[Stored data entries]
--------------------

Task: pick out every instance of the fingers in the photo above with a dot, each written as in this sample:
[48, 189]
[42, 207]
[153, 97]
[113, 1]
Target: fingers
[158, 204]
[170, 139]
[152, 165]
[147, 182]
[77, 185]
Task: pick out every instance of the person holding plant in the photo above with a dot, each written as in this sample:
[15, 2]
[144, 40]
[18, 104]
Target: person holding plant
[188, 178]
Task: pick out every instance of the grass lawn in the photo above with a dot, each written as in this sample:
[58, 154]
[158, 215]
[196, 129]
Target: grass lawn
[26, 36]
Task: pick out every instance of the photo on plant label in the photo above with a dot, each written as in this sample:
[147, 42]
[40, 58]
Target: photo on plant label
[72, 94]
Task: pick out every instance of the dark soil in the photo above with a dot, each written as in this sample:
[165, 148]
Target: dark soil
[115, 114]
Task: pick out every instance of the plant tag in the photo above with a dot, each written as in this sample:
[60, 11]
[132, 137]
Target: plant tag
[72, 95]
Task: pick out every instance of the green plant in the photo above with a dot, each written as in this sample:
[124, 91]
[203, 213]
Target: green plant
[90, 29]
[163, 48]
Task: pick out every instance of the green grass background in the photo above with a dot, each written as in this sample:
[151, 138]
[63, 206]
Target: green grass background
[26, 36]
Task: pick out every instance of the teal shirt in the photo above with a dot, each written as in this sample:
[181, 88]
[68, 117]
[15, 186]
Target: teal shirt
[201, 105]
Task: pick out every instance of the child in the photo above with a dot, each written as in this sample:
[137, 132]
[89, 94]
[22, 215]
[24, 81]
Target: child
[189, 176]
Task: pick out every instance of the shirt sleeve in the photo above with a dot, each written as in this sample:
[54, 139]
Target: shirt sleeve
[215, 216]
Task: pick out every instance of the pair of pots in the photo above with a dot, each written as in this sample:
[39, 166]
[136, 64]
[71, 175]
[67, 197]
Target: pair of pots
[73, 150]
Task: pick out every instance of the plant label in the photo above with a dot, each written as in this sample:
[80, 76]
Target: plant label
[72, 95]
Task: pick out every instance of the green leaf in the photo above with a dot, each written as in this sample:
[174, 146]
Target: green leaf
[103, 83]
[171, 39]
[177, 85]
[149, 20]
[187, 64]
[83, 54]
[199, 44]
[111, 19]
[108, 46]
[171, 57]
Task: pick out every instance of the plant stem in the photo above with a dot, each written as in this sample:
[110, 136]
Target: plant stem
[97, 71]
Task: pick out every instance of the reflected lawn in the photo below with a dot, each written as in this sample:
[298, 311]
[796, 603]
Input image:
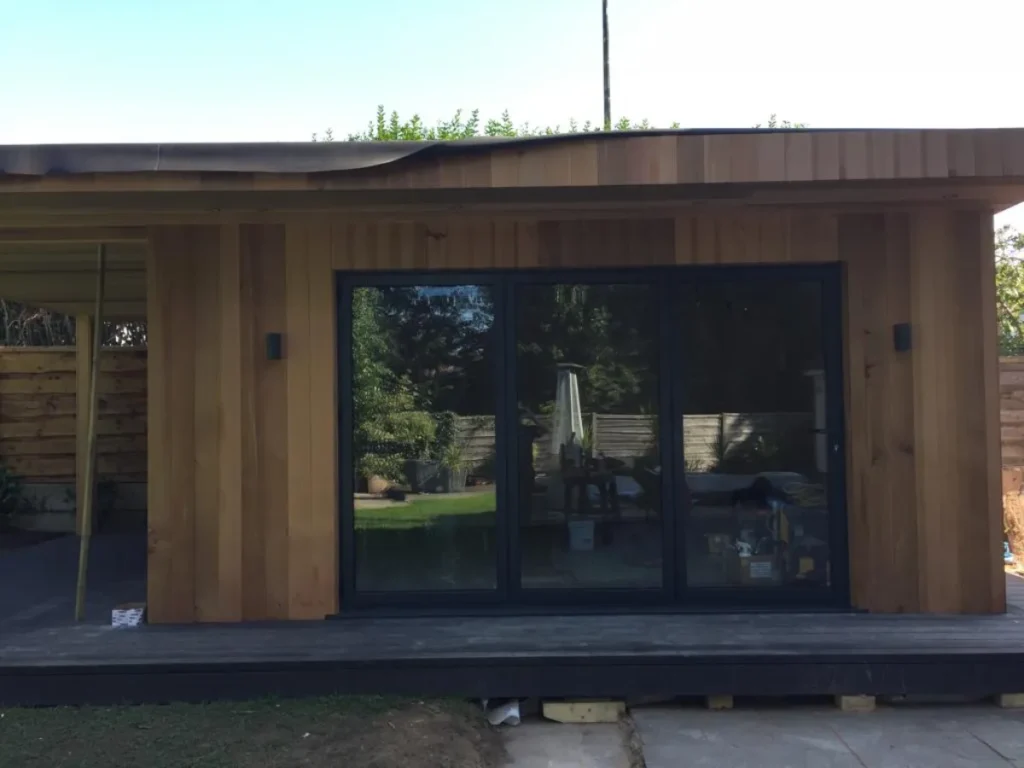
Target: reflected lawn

--------------------

- **EXERCISE INSTRUCTIONS**: Please output only the lines running from the one that holds "Target: teal shirt" through the last line of the entries, both ends included, without any images.

- **COMPLETED TASK**:
Target: teal shirt
[201, 105]
Task: pick out every instance of the child in the photo above with a dot, each written as in this sample:
[137, 132]
[89, 94]
[22, 215]
[24, 81]
Target: child
[189, 176]
Task: pick out every instance of the shirt sleeve in the photo above with a dot, each written as in this sample:
[54, 139]
Target: shirt sleeve
[215, 216]
Task: pick out every instance of the pair of pots in the photo above with a dot, each written as in this sample:
[39, 166]
[136, 64]
[71, 175]
[67, 197]
Target: pair of pots
[73, 150]
Task: pick out every instance of the plant label in the photo above with a dot, each written as in this sample:
[80, 76]
Target: plant label
[72, 95]
Task: pick out every instance of the green leaf in the photo above with a dot, each written as in this sample:
[174, 146]
Target: green leaf
[103, 83]
[171, 39]
[177, 85]
[149, 20]
[187, 64]
[83, 54]
[199, 44]
[111, 19]
[108, 46]
[171, 57]
Task: pick out every instance of the plant stem in the photo above with a dot, each written as in this sample:
[110, 136]
Target: plant stem
[97, 71]
Task: pick out every instance of the reflected lawn in the photo below with a dot, each written as in this sample:
[298, 311]
[796, 603]
Input image:
Target: reflected lawn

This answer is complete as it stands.